▸ **Activity**: Give the number of lines in the data that contain "heeled", and nothing more.

─── Records provided

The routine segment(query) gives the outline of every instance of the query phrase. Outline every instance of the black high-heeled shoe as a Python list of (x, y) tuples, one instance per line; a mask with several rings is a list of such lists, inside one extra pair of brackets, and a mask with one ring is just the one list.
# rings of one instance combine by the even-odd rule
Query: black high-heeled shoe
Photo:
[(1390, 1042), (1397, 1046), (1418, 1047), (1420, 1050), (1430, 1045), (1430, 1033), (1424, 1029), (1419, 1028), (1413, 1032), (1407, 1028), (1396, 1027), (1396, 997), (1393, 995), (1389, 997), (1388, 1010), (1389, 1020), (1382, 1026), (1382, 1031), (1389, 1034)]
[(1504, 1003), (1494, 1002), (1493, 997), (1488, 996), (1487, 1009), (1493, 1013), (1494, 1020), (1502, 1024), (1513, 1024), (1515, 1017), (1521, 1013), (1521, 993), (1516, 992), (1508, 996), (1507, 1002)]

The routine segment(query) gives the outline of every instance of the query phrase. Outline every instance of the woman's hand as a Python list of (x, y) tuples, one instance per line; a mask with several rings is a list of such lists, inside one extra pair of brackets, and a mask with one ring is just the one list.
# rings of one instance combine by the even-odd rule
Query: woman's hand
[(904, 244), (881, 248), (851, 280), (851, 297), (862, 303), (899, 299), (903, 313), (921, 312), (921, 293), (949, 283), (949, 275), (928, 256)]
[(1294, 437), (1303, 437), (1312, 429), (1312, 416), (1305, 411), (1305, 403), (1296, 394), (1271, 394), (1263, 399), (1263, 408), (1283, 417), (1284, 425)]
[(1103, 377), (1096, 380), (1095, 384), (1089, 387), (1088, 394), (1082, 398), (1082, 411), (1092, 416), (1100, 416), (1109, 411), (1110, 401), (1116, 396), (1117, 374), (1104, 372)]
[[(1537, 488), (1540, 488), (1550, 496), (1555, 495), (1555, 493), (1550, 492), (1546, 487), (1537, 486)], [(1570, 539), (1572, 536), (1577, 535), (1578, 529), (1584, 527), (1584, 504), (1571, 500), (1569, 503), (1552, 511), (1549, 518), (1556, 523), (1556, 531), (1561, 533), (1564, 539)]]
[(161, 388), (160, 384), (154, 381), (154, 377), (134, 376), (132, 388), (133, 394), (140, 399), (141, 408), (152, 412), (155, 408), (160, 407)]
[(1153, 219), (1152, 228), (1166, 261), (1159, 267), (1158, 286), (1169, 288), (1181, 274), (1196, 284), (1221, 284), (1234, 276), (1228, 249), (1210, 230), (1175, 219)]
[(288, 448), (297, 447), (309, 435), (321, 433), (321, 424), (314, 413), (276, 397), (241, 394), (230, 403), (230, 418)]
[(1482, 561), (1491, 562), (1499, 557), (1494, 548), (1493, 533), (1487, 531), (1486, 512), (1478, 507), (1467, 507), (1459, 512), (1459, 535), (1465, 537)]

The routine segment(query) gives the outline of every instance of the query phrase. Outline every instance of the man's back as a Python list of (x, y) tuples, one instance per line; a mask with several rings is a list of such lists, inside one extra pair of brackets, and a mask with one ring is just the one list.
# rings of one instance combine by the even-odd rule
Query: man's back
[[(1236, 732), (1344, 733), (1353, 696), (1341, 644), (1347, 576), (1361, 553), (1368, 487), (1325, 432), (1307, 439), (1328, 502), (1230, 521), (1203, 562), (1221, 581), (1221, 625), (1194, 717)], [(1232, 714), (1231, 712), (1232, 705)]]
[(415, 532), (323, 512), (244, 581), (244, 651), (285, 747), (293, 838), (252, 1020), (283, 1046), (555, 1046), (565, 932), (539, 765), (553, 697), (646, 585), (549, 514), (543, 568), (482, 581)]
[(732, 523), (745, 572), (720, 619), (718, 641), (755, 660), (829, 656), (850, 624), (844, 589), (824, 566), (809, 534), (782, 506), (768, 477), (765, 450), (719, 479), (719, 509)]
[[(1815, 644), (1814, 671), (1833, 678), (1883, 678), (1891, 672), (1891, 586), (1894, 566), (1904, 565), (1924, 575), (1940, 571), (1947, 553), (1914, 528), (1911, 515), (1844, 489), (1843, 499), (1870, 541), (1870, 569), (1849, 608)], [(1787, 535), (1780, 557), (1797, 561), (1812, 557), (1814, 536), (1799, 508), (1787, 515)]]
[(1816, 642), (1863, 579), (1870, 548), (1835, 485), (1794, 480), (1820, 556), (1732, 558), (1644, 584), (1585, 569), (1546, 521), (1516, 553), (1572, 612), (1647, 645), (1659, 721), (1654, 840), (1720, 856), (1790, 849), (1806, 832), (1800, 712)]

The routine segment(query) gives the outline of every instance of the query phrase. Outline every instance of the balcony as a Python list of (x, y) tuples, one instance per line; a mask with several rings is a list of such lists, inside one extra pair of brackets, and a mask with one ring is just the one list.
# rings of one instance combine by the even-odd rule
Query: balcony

──────

▸ **Solution for this exercise**: 2